---------- TEXT PASSAGE

PRESS-NEWS.org - Press Release Distribution
PRESS RELEASES DISTRIBUTION

New material structures bend like microscopic hair

Researchers say structures may be used in windows to wick away moisture

2014-08-06
(Press-News.org) CAMBRIDGE, MA -- MIT engineers have fabricated a new elastic material coated with microscopic, hairlike structures that tilt in response to a magnetic field. Depending on the field's orientation, the microhairs can tilt to form a path through which fluid can flow; the material can even direct water upward, against gravity.

Each microhair, made of nickel, is about 70 microns high and 25 microns wide — about one-fourth the diameter of a human hair. The researchers fabricated an array of the microhairs onto an elastic, transparent layer of silicone.

In experiments, the magnetically activated material directed not just the flow of fluid, but also light — much as window blinds tilt to filter the sun. Researchers say the work could lead to waterproofing and anti-glare applications, such as "smart windows" for buildings and cars.

"You could coat this on your car windshield to manipulate rain or sunlight," says Yangying Zhu, a graduate student in MIT's Department of Mechanical Engineering. "So you could filter how much solar radiation you want coming in, and also shed raindrops. This is an opportunity for the future."

In the near term, the material could also be embedded in lab-on-a-chip devices to magnetically direct the flow of cells and other biological material through a diagnostic chip's microchannels.

Zhu reports the details of the material this month in the journal Advanced Materials. The paper's co-authors are Evelyn Wang, an associate professor of mechanical engineering, former graduate student Rong Xiao, and postdoc Dion Antao.

Nature's dynamics

The inspiration for the microhair array comes partly from nature, Zhu says. For example, human nasal passages are lined with cilia — small hairs that sway back and forth to remove dust and other foreign particles. Zhu sought to engineer a dynamic, responsive material that mimics the motion of cilia.

"We see these dynamic structures a lot in nature," Zhu says. "So we thought, 'What if we could engineer microstructures, and make them dynamic?' This would expand the functionality of surfaces."

Zhu chose to work with materials that move in response to a magnetic field. Others have designed such magnetically actuated materials by infusing polymers with magnetic particles. However, Wang says it's difficult to control the distribution — and therefore the movement — of particles through a polymer.

--------------------
---------- EXERCISE DATA

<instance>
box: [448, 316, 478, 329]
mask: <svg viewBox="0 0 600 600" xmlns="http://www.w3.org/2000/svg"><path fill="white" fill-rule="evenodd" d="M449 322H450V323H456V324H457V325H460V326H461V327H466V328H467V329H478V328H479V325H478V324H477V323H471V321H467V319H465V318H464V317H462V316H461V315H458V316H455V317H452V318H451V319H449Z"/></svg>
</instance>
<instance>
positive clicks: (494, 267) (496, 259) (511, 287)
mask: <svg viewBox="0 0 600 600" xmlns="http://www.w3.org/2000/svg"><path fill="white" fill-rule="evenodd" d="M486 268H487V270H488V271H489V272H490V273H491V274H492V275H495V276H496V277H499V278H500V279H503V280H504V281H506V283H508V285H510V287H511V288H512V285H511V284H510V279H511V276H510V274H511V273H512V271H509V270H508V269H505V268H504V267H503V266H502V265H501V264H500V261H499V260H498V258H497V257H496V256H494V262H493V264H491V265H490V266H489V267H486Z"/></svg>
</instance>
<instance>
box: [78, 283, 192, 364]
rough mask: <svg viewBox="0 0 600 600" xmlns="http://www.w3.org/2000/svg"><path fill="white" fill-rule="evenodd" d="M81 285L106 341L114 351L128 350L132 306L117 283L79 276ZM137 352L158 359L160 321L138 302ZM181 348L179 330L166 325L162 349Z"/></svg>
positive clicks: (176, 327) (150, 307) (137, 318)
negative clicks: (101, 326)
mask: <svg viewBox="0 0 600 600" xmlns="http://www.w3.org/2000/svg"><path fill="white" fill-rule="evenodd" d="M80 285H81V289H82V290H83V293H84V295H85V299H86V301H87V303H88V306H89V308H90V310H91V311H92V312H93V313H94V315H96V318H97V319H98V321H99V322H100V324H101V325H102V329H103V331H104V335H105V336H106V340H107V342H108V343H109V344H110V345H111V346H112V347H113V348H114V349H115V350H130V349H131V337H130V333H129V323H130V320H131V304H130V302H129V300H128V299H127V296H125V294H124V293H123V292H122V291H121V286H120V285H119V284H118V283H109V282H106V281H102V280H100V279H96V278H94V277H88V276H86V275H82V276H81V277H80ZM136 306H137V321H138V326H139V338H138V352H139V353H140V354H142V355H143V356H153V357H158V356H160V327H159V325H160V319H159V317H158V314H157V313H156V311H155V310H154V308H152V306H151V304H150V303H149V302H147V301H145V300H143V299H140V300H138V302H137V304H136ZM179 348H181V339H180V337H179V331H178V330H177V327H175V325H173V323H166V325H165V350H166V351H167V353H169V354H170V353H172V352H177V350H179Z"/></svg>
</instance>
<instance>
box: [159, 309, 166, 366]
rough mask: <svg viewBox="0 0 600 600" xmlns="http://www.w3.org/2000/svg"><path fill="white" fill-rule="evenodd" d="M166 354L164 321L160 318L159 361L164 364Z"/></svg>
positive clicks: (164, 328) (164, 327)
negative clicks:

--------------------

List every person named in the press release on MIT's magnetic microhair material. The lines have nothing to do with the press release.

EXPECTED ANSWER →
Yangying Zhu
Evelyn Wang
Rong Xiao
Dion Antao